Antrag: Beachtung der Effekte des Mindestlohns beim Ansatz „Hilfe zum Lebensunterhalt“

Antrag vom 15.01.2015

Beschlussvorschlag

Der Ansatz „Hilfe zum Lebensunterhalt“ wird 2015 um 10 % und 2016 um 15 % gekürzt.

Begründung:

Nicht nur in den westeuropäischen EU-Ländern ist der Mindestlohn seit Jahrzehnten verankert. Auch in den jungen osteuropäischen EU-Mitgliedstaaten Kroatien, Estland, Lettland, Litauen, Polen, Slowakei, Slowenien, Tschechien, Ungarn, Rumänien und Bulgarien gibt es gesetzliche Mindestlöhne. Es ist daher höchste Zeit, dass Deutschland nachzieht.

Der Mindestlohn führt zu deutlichen Mehreinnahmen in den öffentlichen Haushalten in den Bereichen der Sozialversicherung, Einkommenssteuer u.a..
In Großbritannien wurde der gesetzliche Mindestlohn 1999 eingeführt. Sowohl empirische Studien als auch die Praxiserfahrung im Land zeigen, dass seit Einführung der nationalen Lohnuntergrenze die Beschäftigung zu- und nicht abgenommen hat, insbesondere auch in denjenigen Branchen, in denen Mindestlöhne gezahlt werden. Dies führte zu einer breiten Unterstützung des Mindestlohns in Politik und Bevölkerung. Im internationalen Vergleich liegt der britische Mindestlohn mit 7,61 €/Stunde sogar nur im Mittelfeld. Die unabhängige Kommission für niedrige Löhne ("Low Pay Commission", LPC), die jährlich einen Bericht vorlegt und Empfehlungen zum Mindestlohn abgibt, bestätigt, dass sich nicht nur das Einkommen vieler Arbeiter/-innen erhöht hat seit seiner Einführung, sondern sich außerdem die Beschäftigungssituation in Großbritannien verbesserte, gerade auch im Niedriglohnsektor.

--- --- ---

Arbeitsauftrag 1: Erläutern Sie anhand des Antrags zum Mindestlohn, warum der gesetzliche Mindestlohn in Großbritannien breite Unterstützung in Politik und Bevölkerung gefunden hat.
Arbeitsauftrag 2: Setzen Sie den Antrag zum Mindestlohn nach seinem letzten Satz fort.
Die Einträge werden zur Bearbeitung nicht benötigt.

--- --- ---

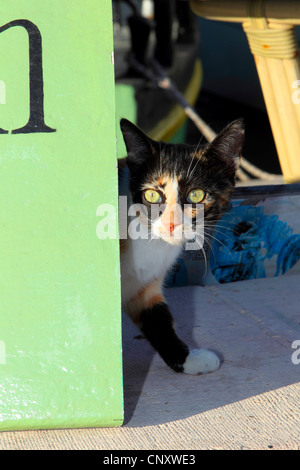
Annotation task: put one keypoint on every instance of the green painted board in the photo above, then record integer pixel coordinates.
(60, 326)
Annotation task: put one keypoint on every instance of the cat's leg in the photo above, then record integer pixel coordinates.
(151, 314)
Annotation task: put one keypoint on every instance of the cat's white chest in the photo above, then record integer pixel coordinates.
(144, 261)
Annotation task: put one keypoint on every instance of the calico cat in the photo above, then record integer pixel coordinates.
(168, 177)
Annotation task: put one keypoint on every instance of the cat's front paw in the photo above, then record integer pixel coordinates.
(201, 361)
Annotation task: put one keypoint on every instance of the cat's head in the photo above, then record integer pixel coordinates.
(182, 182)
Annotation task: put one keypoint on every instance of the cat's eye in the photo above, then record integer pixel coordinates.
(196, 196)
(152, 196)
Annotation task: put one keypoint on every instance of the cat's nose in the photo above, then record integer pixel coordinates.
(170, 226)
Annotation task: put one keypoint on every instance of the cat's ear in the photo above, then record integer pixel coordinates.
(227, 146)
(138, 145)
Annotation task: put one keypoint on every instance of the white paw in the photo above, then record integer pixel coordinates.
(201, 361)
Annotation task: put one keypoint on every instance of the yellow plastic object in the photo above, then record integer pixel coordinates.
(269, 26)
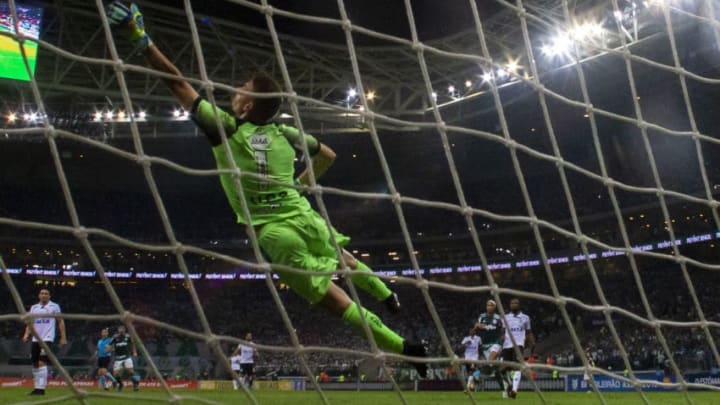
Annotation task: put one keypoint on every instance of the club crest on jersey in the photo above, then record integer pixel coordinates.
(259, 141)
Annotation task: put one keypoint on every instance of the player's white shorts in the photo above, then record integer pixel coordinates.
(492, 349)
(123, 364)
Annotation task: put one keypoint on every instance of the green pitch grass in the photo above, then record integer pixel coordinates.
(16, 396)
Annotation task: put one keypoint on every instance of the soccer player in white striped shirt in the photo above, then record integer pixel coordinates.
(44, 329)
(517, 324)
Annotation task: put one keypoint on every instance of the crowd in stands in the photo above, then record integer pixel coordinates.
(232, 309)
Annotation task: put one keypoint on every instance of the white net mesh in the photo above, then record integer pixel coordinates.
(546, 28)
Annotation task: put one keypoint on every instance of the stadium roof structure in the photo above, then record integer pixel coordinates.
(235, 41)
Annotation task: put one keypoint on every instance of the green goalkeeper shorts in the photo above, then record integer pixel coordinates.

--- --- ---

Lösung 1: Empirische Studien und die Praxiserfahrung in Großbritannien zeigen, dass die Beschäftigung seit der Einführung des Mindestlohns 1999 zugenommen und nicht abgenommen hat. Das gilt insbesondere auch für die Branchen, in denen Mindestlöhne gezahlt werden. Diese Entwicklung führte zu der breiten Unterstützung.

Lösung 2:
Die Einführung des gesetzlichen Mindestlohns wird zahlreiche Geringverdiener in die Lage versetzen, ihren Lebensunterhalt selbstständig und ohne oder mit deutlich weniger Unterstützung der Stadt und des Staates zu bestreiten. So erhält man zum Beispiel in einem anzunehmenden Fall (Alleinstehend, ohne Kinder bei 40 Stunden Arbeit) einen Netto-Lohn von über 1000 €, in Teilzeit immer noch 250 € Nettolohn mehr. Es gibt eine Schätzung des DGB, dass allein in Leipzig ca. 26.000 Vollzeitbeschäftigte zum Teil deutlich von den Lohnerhöhungen profitieren.

Natürlich wird es weiter zahlreiche Anspruchsberechtigte, besonders die ohne Arbeit und die in Teilzeit arbeiten, geben, was den immer noch verbleibenden sehr hohen Ansatz rechtfertigt. Eine Studie des Instituts für Arbeitsmarkt und Berufsforschung (IAB) besagt, dass die Sozialkassen der Kommunen in Deutschland – und hier dürfte der Osten besonders Nutznießer sein – mit bis zu 3 Mrd. € Entlastung rechnen können.

Insofern ist es in keiner Weise sachgerecht, sogar noch eine Erhöhung des Budgets in Ansatz zu bringen.


Verwaltungsmeinung:

Ablehnung
Leistungen in der Hilfe zum Lebensunterhalt erhalten Personen, die aufgrund einer befristeten Erwerbsunfähigkeit kein eigenes Einkommen erzielen und aufgrund der nicht bestehenden Erwerbsfähigkeit keinen Leistungsanspruch nach dem SGB II haben. Darüber hinaus fallen zunehmend Personen mit vorgezogener Altersrente oder mit ausländischen Altersrenten in diesen Anspruchskreis, wenn die erworbenen Rentenansprüche nicht zur Bedarfsdeckung reichen und die Regelaltersgrenze noch nicht erreicht ist. Erst mit Erreichen der Regelaltersgrenze können diese Personen Leistungen der Grundsicherung im Alter und bei dauerhafter Erwerbsminderung beanspruchen.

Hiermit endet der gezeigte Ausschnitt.